(Excerpt from a dataset)
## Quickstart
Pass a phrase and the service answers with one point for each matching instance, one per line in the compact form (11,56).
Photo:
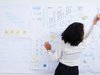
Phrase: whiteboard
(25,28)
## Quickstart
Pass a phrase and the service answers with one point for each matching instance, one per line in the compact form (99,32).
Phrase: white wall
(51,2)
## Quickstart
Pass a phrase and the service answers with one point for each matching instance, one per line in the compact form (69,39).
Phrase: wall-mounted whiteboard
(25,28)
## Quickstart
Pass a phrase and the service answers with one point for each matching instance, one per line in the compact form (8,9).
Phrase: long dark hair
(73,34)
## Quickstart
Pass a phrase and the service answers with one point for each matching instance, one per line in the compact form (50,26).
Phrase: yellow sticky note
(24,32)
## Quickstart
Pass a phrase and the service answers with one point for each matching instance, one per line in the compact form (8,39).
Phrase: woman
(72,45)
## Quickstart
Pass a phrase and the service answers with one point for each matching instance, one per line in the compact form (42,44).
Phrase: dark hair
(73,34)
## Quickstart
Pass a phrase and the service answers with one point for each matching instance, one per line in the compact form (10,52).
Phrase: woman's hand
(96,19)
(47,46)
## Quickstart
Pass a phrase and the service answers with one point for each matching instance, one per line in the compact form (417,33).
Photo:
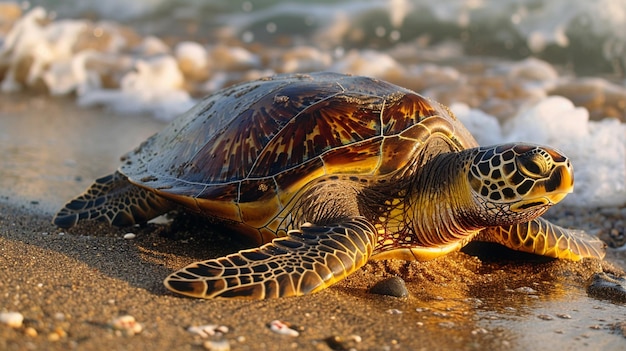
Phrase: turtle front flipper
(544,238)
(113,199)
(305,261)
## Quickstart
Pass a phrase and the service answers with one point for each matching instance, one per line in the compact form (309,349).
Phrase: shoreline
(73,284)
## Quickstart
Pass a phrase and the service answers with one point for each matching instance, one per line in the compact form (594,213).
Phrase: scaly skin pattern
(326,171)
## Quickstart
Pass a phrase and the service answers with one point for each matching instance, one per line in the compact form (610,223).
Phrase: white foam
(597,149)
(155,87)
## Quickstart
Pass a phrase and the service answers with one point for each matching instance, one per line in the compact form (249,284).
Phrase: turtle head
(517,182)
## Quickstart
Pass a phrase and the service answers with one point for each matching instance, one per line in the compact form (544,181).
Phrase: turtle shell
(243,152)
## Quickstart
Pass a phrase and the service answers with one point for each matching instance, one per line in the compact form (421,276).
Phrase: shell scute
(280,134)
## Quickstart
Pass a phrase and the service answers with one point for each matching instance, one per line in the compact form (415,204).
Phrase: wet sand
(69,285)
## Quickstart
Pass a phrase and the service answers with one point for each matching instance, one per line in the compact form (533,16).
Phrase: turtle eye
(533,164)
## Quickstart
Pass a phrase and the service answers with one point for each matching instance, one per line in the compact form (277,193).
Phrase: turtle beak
...
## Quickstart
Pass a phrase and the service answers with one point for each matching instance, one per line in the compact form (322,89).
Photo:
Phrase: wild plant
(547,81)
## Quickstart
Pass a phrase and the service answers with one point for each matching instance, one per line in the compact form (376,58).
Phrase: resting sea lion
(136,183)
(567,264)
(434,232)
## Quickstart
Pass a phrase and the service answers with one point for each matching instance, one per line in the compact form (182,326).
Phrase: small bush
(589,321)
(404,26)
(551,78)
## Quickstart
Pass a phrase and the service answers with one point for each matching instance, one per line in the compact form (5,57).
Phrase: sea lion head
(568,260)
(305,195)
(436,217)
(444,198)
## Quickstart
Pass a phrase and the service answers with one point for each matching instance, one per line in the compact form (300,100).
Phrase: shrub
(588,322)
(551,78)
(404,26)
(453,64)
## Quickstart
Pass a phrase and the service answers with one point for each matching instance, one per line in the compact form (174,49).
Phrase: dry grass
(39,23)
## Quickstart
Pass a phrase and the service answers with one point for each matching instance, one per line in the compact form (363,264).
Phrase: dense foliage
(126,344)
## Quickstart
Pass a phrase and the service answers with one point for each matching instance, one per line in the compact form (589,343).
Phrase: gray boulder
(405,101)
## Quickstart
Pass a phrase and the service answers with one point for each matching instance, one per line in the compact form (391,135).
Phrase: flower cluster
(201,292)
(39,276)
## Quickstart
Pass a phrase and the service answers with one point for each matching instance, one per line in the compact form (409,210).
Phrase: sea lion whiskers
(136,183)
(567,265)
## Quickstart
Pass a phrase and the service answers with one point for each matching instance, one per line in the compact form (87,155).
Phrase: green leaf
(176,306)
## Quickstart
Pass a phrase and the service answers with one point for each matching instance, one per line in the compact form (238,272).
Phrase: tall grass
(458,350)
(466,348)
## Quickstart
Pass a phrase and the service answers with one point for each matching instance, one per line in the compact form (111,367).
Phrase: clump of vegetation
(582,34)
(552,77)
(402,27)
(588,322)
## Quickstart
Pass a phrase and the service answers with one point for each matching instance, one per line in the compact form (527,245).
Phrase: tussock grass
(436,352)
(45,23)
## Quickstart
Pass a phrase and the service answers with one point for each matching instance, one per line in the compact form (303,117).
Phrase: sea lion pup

■ What the exercise asks: Count the lines of the records above that contain the string "hair", treating case as significant. Give only the number.

■ Solution below: 2